**Data rows**
-- Begin --
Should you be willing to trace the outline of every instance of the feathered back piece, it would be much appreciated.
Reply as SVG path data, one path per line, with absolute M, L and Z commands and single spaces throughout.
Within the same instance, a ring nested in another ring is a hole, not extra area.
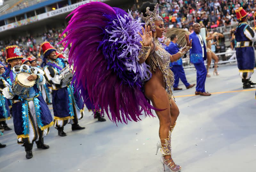
M 87 106 L 101 108 L 116 124 L 140 120 L 143 111 L 153 116 L 142 87 L 151 73 L 138 57 L 142 24 L 130 13 L 98 2 L 81 5 L 71 15 L 62 42 L 65 48 L 72 44 L 69 62 Z
M 167 29 L 166 32 L 166 36 L 170 38 L 171 36 L 173 34 L 176 35 L 179 39 L 177 42 L 177 43 L 180 46 L 184 47 L 187 44 L 186 39 L 185 39 L 185 34 L 187 34 L 189 35 L 191 33 L 188 32 L 185 29 L 180 28 L 173 27 L 171 29 Z

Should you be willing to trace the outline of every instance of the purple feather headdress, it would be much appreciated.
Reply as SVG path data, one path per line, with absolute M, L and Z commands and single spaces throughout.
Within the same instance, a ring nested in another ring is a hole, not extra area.
M 72 44 L 74 86 L 87 106 L 101 108 L 116 124 L 140 120 L 143 111 L 154 116 L 142 88 L 151 74 L 138 62 L 142 24 L 130 13 L 98 2 L 81 5 L 71 15 L 62 42 L 65 48 Z

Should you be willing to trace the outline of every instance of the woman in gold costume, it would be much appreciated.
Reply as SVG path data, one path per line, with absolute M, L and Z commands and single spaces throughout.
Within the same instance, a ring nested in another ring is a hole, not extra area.
M 141 8 L 142 19 L 146 23 L 142 28 L 142 47 L 139 55 L 140 63 L 145 62 L 150 68 L 152 78 L 145 84 L 146 96 L 152 102 L 159 119 L 159 137 L 163 156 L 161 161 L 172 172 L 180 171 L 181 167 L 175 164 L 171 156 L 171 135 L 180 112 L 171 89 L 174 82 L 170 63 L 178 60 L 191 48 L 192 40 L 186 34 L 187 46 L 177 54 L 171 55 L 164 50 L 158 39 L 163 37 L 165 29 L 159 15 L 158 5 L 145 3 Z M 158 150 L 158 149 L 157 149 Z
M 209 32 L 208 32 L 209 33 Z M 216 75 L 217 76 L 219 74 L 218 72 L 217 68 L 218 67 L 218 62 L 219 62 L 219 58 L 216 55 L 215 53 L 212 51 L 211 48 L 212 45 L 213 44 L 216 44 L 218 45 L 218 42 L 212 42 L 212 40 L 214 38 L 218 36 L 217 33 L 214 33 L 214 34 L 209 33 L 207 38 L 206 38 L 207 41 L 206 46 L 207 47 L 207 65 L 206 66 L 206 69 L 207 69 L 207 77 L 210 77 L 211 75 L 209 74 L 209 68 L 211 66 L 211 63 L 212 62 L 212 59 L 213 59 L 214 61 L 214 70 L 213 70 L 213 75 Z

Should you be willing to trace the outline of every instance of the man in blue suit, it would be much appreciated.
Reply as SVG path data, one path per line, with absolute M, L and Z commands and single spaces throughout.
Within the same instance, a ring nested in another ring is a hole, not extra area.
M 180 51 L 178 44 L 178 37 L 175 34 L 171 36 L 171 42 L 169 46 L 166 47 L 166 50 L 171 55 L 174 54 Z M 180 78 L 186 86 L 187 89 L 191 88 L 196 85 L 195 84 L 191 85 L 188 82 L 185 75 L 184 69 L 182 66 L 181 57 L 176 61 L 170 63 L 170 67 L 172 67 L 172 70 L 174 74 L 175 80 L 173 85 L 173 90 L 180 90 L 182 88 L 178 87 Z
M 204 85 L 207 72 L 204 66 L 204 60 L 206 59 L 206 47 L 200 32 L 200 25 L 197 23 L 193 25 L 194 32 L 189 35 L 189 39 L 192 39 L 192 48 L 189 50 L 190 61 L 193 63 L 196 70 L 196 95 L 209 96 L 211 94 L 205 91 Z

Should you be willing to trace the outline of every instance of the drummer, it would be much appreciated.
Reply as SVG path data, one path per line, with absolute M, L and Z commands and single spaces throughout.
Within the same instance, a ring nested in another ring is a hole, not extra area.
M 30 159 L 33 156 L 32 151 L 34 141 L 37 148 L 44 149 L 49 147 L 44 143 L 44 137 L 49 133 L 49 127 L 53 123 L 49 108 L 39 95 L 37 88 L 38 85 L 45 83 L 45 79 L 40 74 L 30 74 L 27 78 L 28 84 L 23 84 L 32 86 L 26 88 L 28 93 L 18 96 L 13 89 L 13 81 L 16 79 L 16 75 L 28 74 L 15 73 L 12 69 L 20 66 L 23 57 L 17 46 L 6 47 L 5 54 L 8 67 L 3 74 L 4 79 L 0 81 L 0 88 L 4 97 L 12 100 L 13 124 L 18 142 L 25 147 L 26 158 Z M 28 84 L 34 82 L 34 85 Z
M 31 55 L 28 57 L 28 60 L 29 61 L 31 66 L 35 68 L 37 70 L 38 72 L 44 75 L 44 72 L 41 66 L 39 66 L 37 64 L 37 60 L 36 57 Z M 49 89 L 48 88 L 48 87 L 46 85 L 46 83 L 40 85 L 39 87 L 39 90 L 42 93 L 44 99 L 47 104 L 51 104 L 52 103 L 51 103 L 51 98 L 50 97 L 50 90 L 49 90 Z
M 31 66 L 29 61 L 25 57 L 23 57 L 23 59 L 21 60 L 21 65 L 23 64 L 27 65 L 28 66 Z
M 3 77 L 2 75 L 5 72 L 5 67 L 0 64 L 0 78 Z M 2 94 L 1 90 L 0 88 L 0 126 L 4 130 L 11 130 L 12 129 L 8 126 L 5 122 L 11 119 L 8 100 Z
M 59 78 L 61 70 L 68 64 L 63 59 L 57 58 L 56 49 L 49 42 L 43 43 L 41 47 L 44 54 L 42 66 L 45 78 L 52 86 L 54 126 L 58 130 L 58 134 L 61 136 L 67 135 L 63 129 L 68 123 L 72 125 L 72 130 L 84 129 L 85 127 L 78 124 L 78 120 L 84 116 L 83 102 L 80 93 L 74 92 L 70 82 L 66 83 Z

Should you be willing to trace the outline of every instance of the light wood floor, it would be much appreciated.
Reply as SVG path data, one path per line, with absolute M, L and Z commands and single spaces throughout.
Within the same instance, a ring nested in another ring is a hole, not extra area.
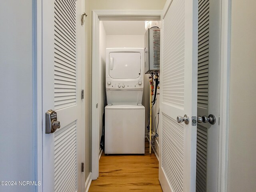
M 100 160 L 100 174 L 93 180 L 89 192 L 162 192 L 158 180 L 158 162 L 148 141 L 145 154 L 105 155 Z

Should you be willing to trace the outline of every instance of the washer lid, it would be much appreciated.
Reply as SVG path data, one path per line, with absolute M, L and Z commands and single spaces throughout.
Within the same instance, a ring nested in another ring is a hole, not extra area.
M 110 76 L 114 79 L 135 79 L 141 73 L 140 53 L 114 52 L 109 55 Z
M 105 109 L 144 109 L 145 107 L 142 105 L 108 105 Z

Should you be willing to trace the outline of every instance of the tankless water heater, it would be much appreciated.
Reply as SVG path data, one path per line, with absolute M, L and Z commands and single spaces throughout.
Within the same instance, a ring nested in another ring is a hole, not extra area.
M 160 70 L 160 29 L 148 29 L 144 37 L 145 74 Z

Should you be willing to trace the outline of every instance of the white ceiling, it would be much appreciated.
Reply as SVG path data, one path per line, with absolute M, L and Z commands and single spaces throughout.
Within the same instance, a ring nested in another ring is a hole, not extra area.
M 144 35 L 146 32 L 144 21 L 103 21 L 107 35 Z

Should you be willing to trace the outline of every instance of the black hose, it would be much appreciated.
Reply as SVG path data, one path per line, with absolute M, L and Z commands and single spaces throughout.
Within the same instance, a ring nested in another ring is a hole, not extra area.
M 154 96 L 154 100 L 151 102 L 152 103 L 154 103 L 156 102 L 156 92 L 157 92 L 157 86 L 158 85 L 158 78 L 156 78 L 156 87 L 155 88 L 155 94 Z

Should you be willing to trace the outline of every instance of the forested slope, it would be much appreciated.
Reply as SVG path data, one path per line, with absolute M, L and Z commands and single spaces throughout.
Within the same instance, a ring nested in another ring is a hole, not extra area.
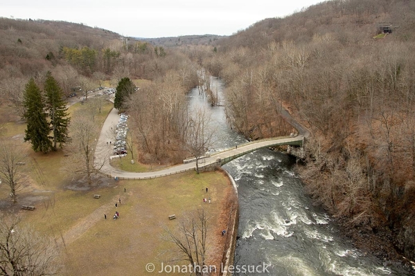
M 204 61 L 237 129 L 249 136 L 288 106 L 311 131 L 301 175 L 315 202 L 379 256 L 412 259 L 414 40 L 414 1 L 335 0 L 258 22 Z

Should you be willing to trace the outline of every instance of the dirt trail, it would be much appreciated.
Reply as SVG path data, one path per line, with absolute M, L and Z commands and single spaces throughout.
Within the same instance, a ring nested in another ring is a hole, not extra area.
M 120 196 L 117 195 L 110 202 L 116 202 L 119 198 Z M 103 214 L 108 214 L 108 212 L 113 208 L 114 205 L 112 203 L 108 203 L 96 209 L 95 211 L 82 219 L 82 221 L 64 233 L 60 241 L 62 242 L 65 246 L 73 243 L 98 221 L 103 219 Z M 107 215 L 107 219 L 112 219 L 112 215 Z

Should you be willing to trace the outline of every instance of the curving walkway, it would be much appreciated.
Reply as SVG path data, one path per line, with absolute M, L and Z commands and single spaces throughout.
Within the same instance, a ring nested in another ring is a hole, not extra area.
M 284 136 L 262 139 L 240 144 L 237 147 L 229 148 L 200 159 L 198 163 L 199 168 L 203 169 L 205 167 L 223 165 L 236 158 L 264 147 L 278 145 L 302 145 L 303 140 L 309 136 L 308 131 L 295 121 L 286 110 L 281 108 L 281 113 L 290 124 L 297 129 L 299 131 L 297 136 L 295 137 Z M 147 179 L 195 169 L 196 163 L 195 161 L 191 161 L 159 171 L 148 172 L 125 172 L 112 167 L 109 164 L 109 156 L 112 154 L 112 145 L 109 145 L 109 141 L 115 140 L 115 126 L 118 121 L 118 110 L 112 109 L 103 125 L 100 137 L 97 142 L 94 165 L 96 167 L 99 168 L 99 170 L 102 173 L 111 177 L 116 176 L 121 179 Z M 128 158 L 128 156 L 123 158 Z

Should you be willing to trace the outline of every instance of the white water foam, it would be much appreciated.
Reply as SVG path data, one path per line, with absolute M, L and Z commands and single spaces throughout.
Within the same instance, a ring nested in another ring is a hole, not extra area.
M 281 187 L 284 183 L 283 183 L 282 179 L 280 179 L 279 181 L 272 181 L 271 184 L 274 185 L 275 187 Z
M 269 161 L 270 160 L 274 159 L 275 156 L 272 156 L 272 155 L 263 155 L 262 158 L 263 158 L 263 160 Z
M 305 233 L 310 239 L 319 239 L 324 241 L 332 241 L 333 240 L 333 237 L 326 236 L 324 234 L 321 234 L 317 230 L 313 230 L 312 231 L 306 230 Z
M 321 215 L 317 214 L 316 213 L 312 213 L 312 216 L 314 218 L 314 219 L 315 219 L 316 223 L 317 224 L 327 224 L 330 221 L 330 218 L 328 217 L 328 215 L 327 215 L 326 214 L 323 214 Z

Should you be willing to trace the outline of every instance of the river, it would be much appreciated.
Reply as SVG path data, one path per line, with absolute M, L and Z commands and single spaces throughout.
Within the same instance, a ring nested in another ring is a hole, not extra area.
M 223 100 L 223 84 L 211 85 Z M 197 89 L 189 94 L 190 107 L 204 107 L 211 114 L 215 137 L 211 151 L 247 140 L 230 129 L 223 107 L 210 107 Z M 342 237 L 324 210 L 312 205 L 294 171 L 295 158 L 263 149 L 223 166 L 238 186 L 240 205 L 235 275 L 403 275 L 384 267 Z M 250 270 L 254 270 L 255 272 Z

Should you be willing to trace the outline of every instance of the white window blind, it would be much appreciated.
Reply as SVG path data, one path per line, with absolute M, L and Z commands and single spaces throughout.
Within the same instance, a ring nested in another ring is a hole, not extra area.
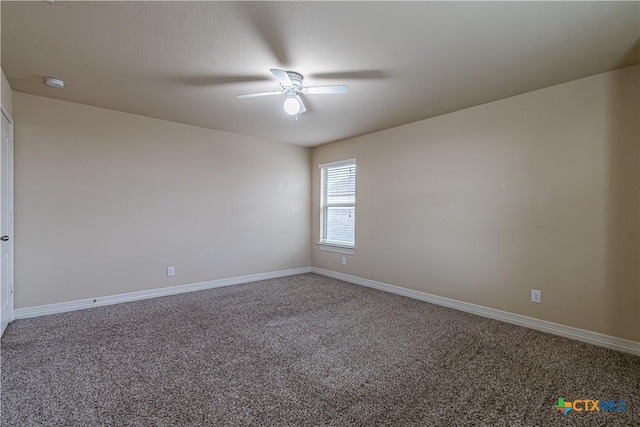
M 355 247 L 356 160 L 320 165 L 320 243 Z

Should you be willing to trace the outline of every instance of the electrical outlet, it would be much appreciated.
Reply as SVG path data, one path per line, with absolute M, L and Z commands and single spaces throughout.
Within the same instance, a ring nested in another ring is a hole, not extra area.
M 537 289 L 531 289 L 531 302 L 542 302 L 542 291 Z

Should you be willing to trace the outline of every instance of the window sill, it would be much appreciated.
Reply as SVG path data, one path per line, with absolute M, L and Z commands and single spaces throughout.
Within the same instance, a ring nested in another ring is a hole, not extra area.
M 321 251 L 336 252 L 345 255 L 354 255 L 356 253 L 355 246 L 341 246 L 323 242 L 318 242 L 316 244 Z

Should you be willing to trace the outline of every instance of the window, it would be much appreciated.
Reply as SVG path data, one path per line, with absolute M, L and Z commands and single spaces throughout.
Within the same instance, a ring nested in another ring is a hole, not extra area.
M 320 249 L 353 254 L 356 244 L 356 159 L 320 168 Z

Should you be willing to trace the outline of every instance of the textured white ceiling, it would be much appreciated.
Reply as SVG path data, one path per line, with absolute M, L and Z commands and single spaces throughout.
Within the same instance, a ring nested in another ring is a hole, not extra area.
M 16 91 L 315 146 L 639 63 L 638 2 L 7 2 Z M 307 85 L 298 120 L 269 68 Z M 44 76 L 64 79 L 56 90 Z

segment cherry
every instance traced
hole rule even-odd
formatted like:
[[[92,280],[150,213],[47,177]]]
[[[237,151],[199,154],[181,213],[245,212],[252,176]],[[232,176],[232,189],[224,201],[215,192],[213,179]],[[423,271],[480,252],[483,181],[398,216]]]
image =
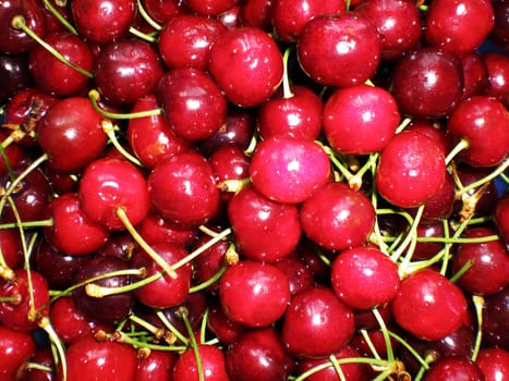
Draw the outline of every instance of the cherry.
-- End --
**Your instructions**
Switch "outline" to "contour" in the stretch from the line containing "blind, it would be much appreciated." through the line containing "M 537 289 L", and give back only that stretch with nothing else altered. Leave the pictures out.

**Result of this task**
Should you be willing to trace the contour of every instance of the white window blind, it would be much appreciated.
Reply as SVG path data, one path per line, with absolute M, L and Z commands and single spaces throughout.
Within the same instance, a ring nested in another ring is a hole, not extra area.
M 355 247 L 356 160 L 320 165 L 320 243 Z

Should you be willing to trace the contour of every instance of the electrical outlet, it would be much appreciated.
Reply as SVG path data, one path per line, with absolute M, L and Z commands and single spaces throughout.
Within the same instance, a ring nested in another ring is a hole, not extra area.
M 537 289 L 531 289 L 531 302 L 542 302 L 542 291 Z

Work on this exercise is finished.